Required work>
**a.** Say whether each statement agrees with the interview about Soka Gakkai. For each, answer yes or no and quote the deciding words of the interview exactly. (i) Josei Toda was the second president of the SGI. (ii) Toda made the prayer beads after World War II had ended. (iii) Nichiren founded the branch of Buddhism to which Soka Gakkai belongs.
**b.** Rewrite the passage of the interview about Soka Gakkai starting with "What initially drew" and going on through "yet another war.", substituting "picture" for "photograph".
**c.** Continue the interview about Soka Gakkai from its last sentence.

Extract to read>
Author of Waking the Buddha

What initially drew you to Soka Gakkai International?

Shortly before America invaded Iraq in 2003, I ran across a photograph of some Buddhist prayer beads made by Josei Toda, the second president of the SGI, while he was imprisoned for opposing the Japanese military during World War II. Toda chanted Nam-myoho-renge-kyo—the title of the Lotus Sutra—millions of times in his cell, and the experience convinced him that war was a great evil that every Buddhist should vigorously oppose. I’d never seen a Buddhist sect whose stance on war was as firm and well-articulated as that of the Soka Gakkai. It felt like a wake-up call with my country on the verge of yet another war.

You write that SGI is fundamentally different from other religions. How so?

For a religion to work in the long run, it has to be held accountable to life. It must demonstrate practical benefits for those who embrace it. Nichiren (the monk who founded the branch of Buddhism to which Soka Gakkai belongs) called this “actual proof”—positive changes you can actually see in your life. That is the main difference. Most religions favor a model of life serving religion. The Soka Gakkai believes it should be the other way around: religion ought to serve life.

Dataset excerpts>
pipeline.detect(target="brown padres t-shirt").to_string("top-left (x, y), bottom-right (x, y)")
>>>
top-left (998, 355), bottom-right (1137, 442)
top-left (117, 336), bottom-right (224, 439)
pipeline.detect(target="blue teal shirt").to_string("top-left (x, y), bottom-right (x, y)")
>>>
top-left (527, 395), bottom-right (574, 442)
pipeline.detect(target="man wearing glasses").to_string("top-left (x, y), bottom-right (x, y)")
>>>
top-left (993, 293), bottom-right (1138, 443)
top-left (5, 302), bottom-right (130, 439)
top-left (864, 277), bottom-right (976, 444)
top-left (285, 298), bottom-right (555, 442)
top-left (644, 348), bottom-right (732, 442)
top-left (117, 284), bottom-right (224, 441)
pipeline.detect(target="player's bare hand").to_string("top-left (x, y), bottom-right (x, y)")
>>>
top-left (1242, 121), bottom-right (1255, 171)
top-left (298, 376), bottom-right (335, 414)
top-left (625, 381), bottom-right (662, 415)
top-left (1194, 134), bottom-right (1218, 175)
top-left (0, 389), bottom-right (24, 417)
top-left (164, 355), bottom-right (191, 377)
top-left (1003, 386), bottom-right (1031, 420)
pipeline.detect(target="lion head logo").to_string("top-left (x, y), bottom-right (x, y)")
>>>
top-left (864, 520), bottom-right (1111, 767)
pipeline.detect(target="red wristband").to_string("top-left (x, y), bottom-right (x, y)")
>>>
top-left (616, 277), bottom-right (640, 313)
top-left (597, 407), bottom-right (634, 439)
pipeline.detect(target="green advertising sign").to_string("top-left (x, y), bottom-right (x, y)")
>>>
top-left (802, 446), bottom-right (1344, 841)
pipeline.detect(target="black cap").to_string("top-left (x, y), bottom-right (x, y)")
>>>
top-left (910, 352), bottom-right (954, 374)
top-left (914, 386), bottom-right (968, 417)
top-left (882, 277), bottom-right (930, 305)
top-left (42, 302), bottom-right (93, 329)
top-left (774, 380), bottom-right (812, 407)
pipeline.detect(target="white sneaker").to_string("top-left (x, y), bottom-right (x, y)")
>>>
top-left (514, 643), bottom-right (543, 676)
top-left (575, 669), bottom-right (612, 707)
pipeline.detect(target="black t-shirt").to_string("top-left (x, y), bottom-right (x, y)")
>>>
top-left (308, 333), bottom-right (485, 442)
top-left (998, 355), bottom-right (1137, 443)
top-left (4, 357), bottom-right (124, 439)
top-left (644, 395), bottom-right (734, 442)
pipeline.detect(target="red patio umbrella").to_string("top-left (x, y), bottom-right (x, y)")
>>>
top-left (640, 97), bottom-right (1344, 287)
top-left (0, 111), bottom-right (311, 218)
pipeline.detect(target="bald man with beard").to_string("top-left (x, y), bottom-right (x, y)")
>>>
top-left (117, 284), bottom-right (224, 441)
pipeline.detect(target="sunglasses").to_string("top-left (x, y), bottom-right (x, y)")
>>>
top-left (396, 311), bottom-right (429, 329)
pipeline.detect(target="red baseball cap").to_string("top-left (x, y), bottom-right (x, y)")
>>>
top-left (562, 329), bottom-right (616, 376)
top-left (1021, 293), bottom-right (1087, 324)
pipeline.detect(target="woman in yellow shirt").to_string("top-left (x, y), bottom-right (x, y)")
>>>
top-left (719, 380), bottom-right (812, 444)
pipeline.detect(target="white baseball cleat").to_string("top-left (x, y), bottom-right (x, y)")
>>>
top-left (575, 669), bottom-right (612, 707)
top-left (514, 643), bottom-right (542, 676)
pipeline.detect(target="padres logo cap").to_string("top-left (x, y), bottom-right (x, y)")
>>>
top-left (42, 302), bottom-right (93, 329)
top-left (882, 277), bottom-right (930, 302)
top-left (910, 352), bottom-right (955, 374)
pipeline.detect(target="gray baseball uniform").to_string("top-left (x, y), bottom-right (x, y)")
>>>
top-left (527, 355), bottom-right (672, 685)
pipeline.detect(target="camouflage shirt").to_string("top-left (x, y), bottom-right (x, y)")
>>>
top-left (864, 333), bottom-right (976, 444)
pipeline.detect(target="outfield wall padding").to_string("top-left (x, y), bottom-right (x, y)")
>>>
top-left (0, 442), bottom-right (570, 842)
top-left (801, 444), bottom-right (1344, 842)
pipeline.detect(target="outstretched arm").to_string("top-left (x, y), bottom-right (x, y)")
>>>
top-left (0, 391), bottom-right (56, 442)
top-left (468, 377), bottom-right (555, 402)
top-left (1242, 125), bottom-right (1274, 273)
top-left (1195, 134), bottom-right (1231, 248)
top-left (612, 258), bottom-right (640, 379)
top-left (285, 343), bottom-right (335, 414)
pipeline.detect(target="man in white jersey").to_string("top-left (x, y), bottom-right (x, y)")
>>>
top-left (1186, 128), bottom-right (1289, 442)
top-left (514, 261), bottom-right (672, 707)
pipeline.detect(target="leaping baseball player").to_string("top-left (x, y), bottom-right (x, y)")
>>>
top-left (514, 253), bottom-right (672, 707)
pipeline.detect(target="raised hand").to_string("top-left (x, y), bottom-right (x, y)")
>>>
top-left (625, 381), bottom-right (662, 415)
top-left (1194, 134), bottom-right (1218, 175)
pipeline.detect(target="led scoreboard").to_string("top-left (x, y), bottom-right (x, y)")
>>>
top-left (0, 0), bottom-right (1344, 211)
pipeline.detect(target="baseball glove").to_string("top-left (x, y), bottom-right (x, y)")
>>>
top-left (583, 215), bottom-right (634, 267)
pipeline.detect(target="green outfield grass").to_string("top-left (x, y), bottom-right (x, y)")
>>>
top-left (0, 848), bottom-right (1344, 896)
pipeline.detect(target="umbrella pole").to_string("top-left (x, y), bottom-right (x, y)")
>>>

Responses for each task>
**a.**
(i) Yes: "Josei Toda, the second president of the SGI"
(ii) No: "while he was imprisoned for opposing the Japanese military during World War II"
(iii) Yes: "the monk who founded the branch of Buddhism to which Soka Gakkai belongs"

**b.**
What initially drew you to Soka Gakkai International?

Shortly before America invaded Iraq in 2003, I ran across a picture of some Buddhist prayer beads made by Josei Toda, the second president of the SGI, while he was imprisoned for opposing the Japanese military during World War II. Toda chanted Nam-myoho-renge-kyo—the title of the Lotus Sutra—millions of times in his cell, and the experience convinced him that war was a great evil that every Buddhist should vigorously oppose. I’d never seen a Buddhist sect whose stance on war was as firm and well-articulated as that of the Soka Gakkai. It felt like a wake-up call with my country on the verge of yet another war.

**c.**
SGI members chant, but they don’t meditate. You suggest that they are more likely to gain real-world benefits from their practice than meditating Buddhists. Do you think that meditation is overrated?

Most people don’t understand that the purpose of Buddhist meditation is to eliminate desire. Whatever other benefits may derive from it are purely incidental from a Buddhist point of view. If the Buddha had been designing a practice for laypeople, he would have given them the tools they needed to negotiate worldly desires instead. The Nichiren Buddhist practice of chanting Nam-myoho-renge-kyo is exactly that kind of practice. It’s a practice for people living in the thick of it all, a practice for people who are in the process of attaining Buddhahood in the midst of ordinary life. Meditation is fine if you’re a monk trying to eliminate desire. But if you’re trying to break through obstacles at work, or to conquer an addiction, or maybe to beat cancer, you might be better off with chanting. It’s a powerful form of prayer that focuses intentions, uniting them with the energy that interpenetrates all things. Nichiren Buddhists chant Nam-myoho-renge-kyo as a way of activating that energy and setting it in motion in their lives.